◆ **Information shown**:
◆ ◆ ◆

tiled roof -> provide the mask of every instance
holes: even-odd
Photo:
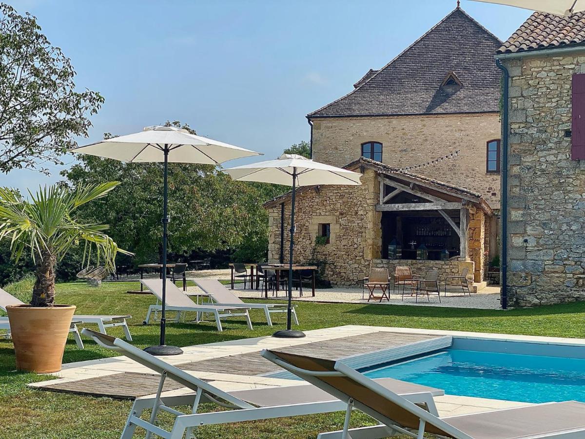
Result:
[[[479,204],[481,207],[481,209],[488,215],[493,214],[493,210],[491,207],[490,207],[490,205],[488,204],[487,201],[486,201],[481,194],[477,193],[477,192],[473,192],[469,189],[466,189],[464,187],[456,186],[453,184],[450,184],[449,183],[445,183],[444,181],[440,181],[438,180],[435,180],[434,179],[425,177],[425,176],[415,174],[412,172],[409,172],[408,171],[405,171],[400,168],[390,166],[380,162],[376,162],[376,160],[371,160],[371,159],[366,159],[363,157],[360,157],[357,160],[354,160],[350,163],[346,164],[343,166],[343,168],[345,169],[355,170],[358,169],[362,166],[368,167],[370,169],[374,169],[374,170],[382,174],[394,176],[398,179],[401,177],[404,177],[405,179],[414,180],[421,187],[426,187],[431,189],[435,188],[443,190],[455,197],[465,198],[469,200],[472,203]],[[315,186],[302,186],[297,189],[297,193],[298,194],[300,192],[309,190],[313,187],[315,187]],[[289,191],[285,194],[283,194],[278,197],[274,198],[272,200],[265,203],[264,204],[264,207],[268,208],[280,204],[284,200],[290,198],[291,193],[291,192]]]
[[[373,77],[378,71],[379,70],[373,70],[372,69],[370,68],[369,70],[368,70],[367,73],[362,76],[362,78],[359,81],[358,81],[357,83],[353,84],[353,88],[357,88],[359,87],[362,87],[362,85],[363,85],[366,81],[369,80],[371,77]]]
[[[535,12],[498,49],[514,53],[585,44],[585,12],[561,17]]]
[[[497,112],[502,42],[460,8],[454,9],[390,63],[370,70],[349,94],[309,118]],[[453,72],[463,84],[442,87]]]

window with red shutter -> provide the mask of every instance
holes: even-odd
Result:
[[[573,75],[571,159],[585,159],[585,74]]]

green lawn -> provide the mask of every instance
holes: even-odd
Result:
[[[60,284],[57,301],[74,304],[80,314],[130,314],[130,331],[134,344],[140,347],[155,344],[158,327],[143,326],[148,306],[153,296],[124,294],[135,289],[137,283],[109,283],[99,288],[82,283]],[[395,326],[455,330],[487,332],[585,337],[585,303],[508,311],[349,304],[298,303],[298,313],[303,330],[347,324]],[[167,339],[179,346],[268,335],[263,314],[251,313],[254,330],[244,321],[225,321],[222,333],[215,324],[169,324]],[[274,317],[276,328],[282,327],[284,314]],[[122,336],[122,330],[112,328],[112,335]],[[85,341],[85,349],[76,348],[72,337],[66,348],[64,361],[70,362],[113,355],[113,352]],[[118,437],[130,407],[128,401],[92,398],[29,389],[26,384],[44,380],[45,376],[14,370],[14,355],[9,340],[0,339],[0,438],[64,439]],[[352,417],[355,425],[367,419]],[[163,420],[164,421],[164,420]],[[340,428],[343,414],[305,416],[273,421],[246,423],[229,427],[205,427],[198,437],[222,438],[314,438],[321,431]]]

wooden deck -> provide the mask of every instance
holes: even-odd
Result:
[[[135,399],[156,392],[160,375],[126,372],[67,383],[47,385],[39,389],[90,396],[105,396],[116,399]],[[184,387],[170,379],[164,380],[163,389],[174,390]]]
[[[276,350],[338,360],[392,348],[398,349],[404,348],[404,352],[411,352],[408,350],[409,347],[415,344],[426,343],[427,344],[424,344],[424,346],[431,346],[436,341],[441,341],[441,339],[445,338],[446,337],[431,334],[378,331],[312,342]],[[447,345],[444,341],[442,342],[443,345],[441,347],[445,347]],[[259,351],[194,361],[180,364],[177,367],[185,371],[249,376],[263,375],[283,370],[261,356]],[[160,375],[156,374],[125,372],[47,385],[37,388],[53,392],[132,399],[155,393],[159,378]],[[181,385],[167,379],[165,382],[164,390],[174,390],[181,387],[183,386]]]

◆ ◆ ◆

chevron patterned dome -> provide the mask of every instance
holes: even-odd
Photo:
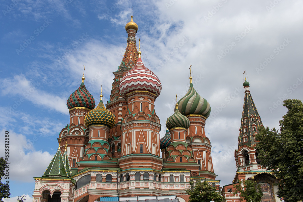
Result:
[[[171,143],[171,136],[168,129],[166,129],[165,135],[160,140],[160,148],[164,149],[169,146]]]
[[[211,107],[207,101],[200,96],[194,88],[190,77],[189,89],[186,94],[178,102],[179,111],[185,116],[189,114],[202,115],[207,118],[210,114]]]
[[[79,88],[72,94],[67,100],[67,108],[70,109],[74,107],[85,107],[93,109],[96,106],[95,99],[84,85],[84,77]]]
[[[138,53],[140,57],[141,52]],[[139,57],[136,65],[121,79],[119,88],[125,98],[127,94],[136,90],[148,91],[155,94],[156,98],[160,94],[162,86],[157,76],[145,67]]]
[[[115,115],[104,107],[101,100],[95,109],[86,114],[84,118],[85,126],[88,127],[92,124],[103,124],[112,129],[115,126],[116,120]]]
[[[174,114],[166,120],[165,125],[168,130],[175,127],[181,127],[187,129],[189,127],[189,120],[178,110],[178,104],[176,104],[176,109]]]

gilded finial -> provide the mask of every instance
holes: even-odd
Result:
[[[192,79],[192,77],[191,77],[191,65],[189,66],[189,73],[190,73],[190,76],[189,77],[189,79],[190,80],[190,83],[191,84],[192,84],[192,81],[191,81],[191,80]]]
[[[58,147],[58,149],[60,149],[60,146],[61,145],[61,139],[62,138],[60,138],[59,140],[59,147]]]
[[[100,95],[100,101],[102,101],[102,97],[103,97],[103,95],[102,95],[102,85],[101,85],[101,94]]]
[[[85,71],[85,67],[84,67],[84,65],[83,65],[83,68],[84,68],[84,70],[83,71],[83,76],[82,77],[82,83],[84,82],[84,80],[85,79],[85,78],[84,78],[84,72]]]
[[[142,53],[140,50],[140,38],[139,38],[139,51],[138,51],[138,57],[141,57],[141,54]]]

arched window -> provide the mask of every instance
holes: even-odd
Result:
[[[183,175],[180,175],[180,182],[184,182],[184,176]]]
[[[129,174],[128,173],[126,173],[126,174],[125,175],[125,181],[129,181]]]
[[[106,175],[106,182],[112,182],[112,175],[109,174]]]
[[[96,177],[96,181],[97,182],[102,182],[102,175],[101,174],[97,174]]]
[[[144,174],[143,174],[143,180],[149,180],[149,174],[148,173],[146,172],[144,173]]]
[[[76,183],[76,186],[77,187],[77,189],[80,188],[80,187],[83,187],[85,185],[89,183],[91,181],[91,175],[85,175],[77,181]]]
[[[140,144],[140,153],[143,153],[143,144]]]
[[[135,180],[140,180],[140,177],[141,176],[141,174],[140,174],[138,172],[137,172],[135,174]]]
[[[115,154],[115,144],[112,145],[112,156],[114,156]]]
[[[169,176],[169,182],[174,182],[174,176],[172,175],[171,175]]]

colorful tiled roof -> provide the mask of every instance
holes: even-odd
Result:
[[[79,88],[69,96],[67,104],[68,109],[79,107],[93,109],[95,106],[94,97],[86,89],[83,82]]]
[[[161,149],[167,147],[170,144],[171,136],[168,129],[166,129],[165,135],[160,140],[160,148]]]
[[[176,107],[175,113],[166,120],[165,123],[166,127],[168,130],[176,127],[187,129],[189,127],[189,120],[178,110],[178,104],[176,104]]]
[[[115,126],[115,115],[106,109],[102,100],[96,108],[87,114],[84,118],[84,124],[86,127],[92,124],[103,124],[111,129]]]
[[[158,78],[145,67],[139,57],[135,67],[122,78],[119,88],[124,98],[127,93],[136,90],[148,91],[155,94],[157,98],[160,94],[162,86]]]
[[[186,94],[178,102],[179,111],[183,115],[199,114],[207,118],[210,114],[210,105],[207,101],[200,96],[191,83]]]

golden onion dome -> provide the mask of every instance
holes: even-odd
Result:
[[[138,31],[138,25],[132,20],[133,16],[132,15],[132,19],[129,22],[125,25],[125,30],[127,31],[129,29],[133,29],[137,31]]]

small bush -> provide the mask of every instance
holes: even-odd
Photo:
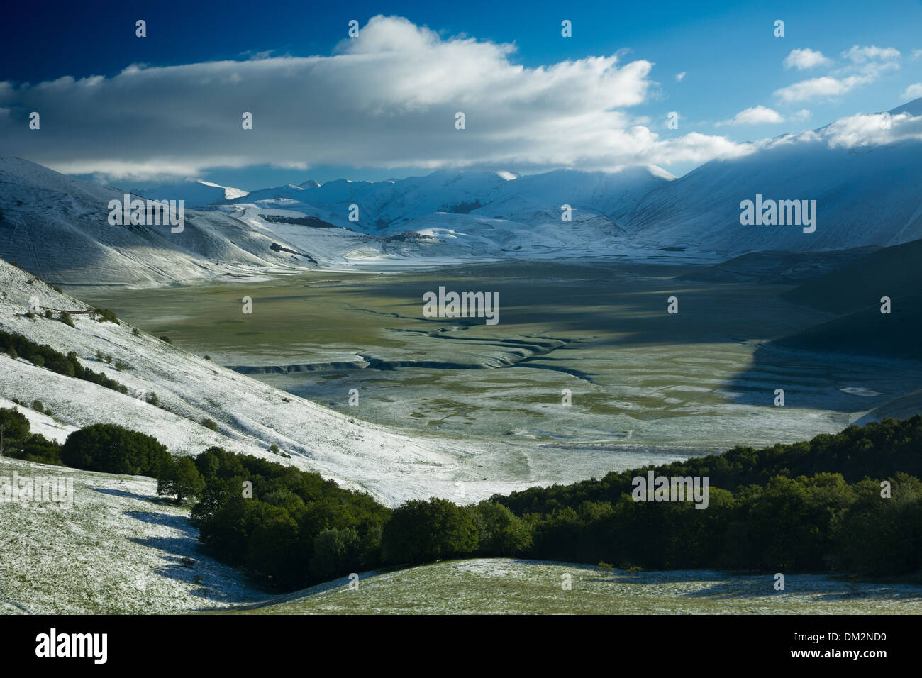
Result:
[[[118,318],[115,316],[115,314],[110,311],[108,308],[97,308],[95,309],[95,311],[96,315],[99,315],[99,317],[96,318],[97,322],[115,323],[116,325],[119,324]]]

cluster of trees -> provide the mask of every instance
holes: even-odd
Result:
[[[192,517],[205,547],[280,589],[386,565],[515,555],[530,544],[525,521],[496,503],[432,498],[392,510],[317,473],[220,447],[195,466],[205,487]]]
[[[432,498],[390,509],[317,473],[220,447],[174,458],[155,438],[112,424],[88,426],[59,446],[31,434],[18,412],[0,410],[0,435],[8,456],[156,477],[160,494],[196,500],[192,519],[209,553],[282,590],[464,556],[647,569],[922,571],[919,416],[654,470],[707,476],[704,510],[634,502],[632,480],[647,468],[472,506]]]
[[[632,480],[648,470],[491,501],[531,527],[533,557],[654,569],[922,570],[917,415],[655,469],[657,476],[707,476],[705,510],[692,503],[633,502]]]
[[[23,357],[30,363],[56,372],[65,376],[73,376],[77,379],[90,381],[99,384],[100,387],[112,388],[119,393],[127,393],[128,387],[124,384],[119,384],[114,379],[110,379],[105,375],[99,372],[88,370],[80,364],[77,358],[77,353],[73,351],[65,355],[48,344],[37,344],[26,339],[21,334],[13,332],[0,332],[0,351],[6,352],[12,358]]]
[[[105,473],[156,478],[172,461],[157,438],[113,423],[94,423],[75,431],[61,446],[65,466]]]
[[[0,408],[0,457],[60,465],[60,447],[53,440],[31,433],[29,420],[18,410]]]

◆ ◆ ◆

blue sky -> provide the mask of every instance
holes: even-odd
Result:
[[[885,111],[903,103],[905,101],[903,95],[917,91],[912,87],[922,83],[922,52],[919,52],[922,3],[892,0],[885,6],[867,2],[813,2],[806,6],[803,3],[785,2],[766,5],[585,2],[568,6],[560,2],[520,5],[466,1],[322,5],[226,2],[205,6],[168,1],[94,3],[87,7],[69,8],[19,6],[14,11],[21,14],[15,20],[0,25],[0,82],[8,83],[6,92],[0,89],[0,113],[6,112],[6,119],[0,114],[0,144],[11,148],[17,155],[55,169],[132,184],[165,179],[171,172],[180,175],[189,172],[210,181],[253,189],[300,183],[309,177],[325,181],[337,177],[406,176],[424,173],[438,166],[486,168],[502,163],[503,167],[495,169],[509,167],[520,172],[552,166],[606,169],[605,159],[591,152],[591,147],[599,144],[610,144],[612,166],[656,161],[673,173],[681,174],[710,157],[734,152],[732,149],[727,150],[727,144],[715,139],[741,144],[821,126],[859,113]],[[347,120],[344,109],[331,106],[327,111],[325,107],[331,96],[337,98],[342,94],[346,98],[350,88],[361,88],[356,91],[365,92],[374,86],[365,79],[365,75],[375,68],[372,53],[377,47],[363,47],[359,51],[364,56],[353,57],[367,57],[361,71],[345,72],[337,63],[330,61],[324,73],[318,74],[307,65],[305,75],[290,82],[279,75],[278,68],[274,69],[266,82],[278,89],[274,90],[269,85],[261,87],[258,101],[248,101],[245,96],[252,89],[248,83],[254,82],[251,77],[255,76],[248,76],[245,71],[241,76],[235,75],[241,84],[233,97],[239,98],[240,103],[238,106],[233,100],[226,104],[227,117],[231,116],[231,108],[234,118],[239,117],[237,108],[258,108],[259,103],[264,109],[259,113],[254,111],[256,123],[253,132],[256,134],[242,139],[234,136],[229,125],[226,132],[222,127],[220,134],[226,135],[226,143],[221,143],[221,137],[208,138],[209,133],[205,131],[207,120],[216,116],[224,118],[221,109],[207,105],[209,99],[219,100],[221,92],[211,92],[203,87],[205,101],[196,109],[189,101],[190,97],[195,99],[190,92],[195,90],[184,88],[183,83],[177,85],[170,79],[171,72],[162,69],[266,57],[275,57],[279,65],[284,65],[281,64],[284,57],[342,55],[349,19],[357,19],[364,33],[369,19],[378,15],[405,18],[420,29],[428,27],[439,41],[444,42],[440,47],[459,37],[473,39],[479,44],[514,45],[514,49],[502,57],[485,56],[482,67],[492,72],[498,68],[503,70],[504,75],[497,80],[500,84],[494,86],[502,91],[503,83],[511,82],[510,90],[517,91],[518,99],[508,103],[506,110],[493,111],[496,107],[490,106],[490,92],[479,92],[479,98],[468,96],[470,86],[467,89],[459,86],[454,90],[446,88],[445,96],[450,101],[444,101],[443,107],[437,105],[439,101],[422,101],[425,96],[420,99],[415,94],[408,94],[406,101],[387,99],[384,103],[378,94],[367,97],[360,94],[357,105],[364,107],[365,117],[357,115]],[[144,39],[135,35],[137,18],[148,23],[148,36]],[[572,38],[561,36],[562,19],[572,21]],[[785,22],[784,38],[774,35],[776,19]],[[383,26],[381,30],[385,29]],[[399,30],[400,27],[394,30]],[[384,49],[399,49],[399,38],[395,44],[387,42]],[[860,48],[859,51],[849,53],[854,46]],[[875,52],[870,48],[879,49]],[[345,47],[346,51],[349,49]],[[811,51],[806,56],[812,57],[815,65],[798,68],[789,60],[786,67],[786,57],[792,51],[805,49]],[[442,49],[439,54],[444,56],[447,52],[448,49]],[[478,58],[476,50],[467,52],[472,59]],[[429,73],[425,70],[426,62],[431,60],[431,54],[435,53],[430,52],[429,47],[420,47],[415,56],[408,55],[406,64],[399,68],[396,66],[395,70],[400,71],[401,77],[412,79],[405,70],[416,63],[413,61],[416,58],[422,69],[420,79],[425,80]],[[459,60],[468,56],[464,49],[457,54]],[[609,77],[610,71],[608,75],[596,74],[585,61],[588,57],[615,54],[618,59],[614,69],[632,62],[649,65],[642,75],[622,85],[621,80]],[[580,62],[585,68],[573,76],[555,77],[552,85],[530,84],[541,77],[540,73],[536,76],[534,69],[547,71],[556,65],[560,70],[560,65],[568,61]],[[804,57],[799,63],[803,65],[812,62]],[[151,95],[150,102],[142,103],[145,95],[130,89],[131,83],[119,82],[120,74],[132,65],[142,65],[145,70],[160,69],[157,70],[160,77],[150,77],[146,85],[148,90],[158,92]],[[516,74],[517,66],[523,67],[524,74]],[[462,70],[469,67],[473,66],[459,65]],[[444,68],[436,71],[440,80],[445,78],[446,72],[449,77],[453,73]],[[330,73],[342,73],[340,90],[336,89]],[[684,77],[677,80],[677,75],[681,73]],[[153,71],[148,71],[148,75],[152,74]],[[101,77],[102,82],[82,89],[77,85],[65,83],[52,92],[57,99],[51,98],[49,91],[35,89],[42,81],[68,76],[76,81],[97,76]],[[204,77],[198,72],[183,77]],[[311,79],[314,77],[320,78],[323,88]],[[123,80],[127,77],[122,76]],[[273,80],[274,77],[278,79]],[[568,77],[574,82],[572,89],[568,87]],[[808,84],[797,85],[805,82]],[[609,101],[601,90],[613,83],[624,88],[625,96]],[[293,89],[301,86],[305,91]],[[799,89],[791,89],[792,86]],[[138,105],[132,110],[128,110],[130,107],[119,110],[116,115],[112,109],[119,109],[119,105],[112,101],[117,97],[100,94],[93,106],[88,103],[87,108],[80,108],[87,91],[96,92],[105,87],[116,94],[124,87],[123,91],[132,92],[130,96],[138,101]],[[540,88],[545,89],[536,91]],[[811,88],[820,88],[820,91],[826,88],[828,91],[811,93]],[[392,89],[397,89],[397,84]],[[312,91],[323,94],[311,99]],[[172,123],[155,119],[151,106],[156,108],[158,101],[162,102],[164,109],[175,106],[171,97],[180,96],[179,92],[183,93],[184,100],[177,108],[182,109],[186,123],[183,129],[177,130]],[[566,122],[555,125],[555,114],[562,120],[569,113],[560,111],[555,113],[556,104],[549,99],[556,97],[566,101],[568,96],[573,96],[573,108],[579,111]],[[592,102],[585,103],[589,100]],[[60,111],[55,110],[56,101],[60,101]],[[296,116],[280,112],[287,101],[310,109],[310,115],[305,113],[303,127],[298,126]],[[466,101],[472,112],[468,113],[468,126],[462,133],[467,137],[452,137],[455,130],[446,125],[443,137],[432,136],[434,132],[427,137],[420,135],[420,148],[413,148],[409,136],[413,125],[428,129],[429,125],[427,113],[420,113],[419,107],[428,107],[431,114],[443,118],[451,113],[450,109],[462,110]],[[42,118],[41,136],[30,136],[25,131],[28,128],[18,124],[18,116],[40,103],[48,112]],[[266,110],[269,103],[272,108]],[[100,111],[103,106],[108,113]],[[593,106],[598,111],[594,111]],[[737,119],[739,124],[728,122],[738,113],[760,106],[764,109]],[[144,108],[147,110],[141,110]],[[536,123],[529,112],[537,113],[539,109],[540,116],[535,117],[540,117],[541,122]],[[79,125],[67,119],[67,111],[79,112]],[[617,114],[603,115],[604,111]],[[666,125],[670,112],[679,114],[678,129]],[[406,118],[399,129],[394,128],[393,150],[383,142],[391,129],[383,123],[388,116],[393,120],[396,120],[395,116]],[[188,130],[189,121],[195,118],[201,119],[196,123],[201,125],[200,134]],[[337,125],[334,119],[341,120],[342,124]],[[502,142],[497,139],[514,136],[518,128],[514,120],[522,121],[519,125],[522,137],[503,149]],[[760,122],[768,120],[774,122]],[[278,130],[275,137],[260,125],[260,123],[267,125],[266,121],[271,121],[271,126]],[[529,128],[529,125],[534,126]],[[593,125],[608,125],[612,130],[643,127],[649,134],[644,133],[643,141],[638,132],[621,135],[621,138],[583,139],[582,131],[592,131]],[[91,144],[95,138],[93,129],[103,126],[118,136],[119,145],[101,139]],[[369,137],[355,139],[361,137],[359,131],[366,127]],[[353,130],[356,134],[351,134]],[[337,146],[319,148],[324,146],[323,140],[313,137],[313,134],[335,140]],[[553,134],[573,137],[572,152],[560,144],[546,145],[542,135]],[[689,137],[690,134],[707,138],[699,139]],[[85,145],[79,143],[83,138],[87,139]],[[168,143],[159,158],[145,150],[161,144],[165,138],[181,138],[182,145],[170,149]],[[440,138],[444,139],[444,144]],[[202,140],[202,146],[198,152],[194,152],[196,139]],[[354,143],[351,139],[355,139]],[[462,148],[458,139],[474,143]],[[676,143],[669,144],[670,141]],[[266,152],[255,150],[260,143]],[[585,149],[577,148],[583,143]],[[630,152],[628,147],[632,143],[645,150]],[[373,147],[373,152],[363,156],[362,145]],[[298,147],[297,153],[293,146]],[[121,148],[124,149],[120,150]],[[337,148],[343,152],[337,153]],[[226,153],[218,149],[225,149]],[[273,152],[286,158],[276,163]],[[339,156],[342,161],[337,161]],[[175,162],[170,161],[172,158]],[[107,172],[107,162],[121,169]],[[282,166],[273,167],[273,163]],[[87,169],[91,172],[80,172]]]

◆ ◆ ◆

◆ **Task description**: Arrange everything in the listing above, from the line containing "gilded finial ->" down to the line containing "[[[169,176],[169,182],[174,182],[174,176],[172,175],[171,175]]]", as a numbered list without the blank lines.

◆ **Solution to this problem**:
1. gilded finial -> provide the mask of every instance
2. holes: even-odd
3. Result:
4. [[[192,79],[192,77],[191,77],[191,65],[189,66],[189,73],[190,73],[190,76],[189,77],[189,79],[190,80],[190,83],[191,84],[192,84],[192,81],[191,81],[191,80]]]
5. [[[58,147],[58,149],[60,149],[60,146],[61,145],[61,139],[62,138],[60,138],[59,140],[59,147]]]
6. [[[100,95],[100,101],[102,101],[102,97],[103,97],[103,95],[102,95],[102,85],[101,85],[101,94]]]
7. [[[85,71],[85,67],[84,67],[84,65],[83,65],[83,68],[84,68],[84,70],[83,71],[83,76],[82,77],[82,83],[84,82],[84,80],[85,79],[85,78],[84,78],[84,72]]]
8. [[[142,53],[140,50],[140,38],[139,38],[139,51],[138,51],[138,57],[141,57],[141,54]]]
9. arched window -> provide the mask of every instance
10. holes: even-odd
11. Result:
12. [[[183,175],[180,175],[180,182],[184,182],[184,176]]]
13. [[[129,174],[128,173],[126,173],[126,174],[125,175],[125,181],[129,181]]]
14. [[[106,175],[106,182],[112,182],[112,175],[109,174]]]
15. [[[96,177],[96,181],[97,182],[102,182],[102,175],[101,174],[97,174]]]
16. [[[144,174],[143,174],[143,180],[149,180],[149,174],[148,173],[146,172],[144,173]]]
17. [[[76,183],[76,186],[77,187],[77,189],[80,188],[80,187],[83,187],[85,185],[89,183],[91,181],[91,175],[85,175],[77,181]]]
18. [[[140,144],[140,153],[143,153],[143,144]]]
19. [[[135,180],[140,180],[140,177],[141,176],[141,174],[140,174],[138,172],[137,172],[135,174]]]
20. [[[115,154],[115,144],[112,145],[112,156],[114,156]]]
21. [[[169,176],[169,182],[174,182],[174,176],[172,175],[171,175]]]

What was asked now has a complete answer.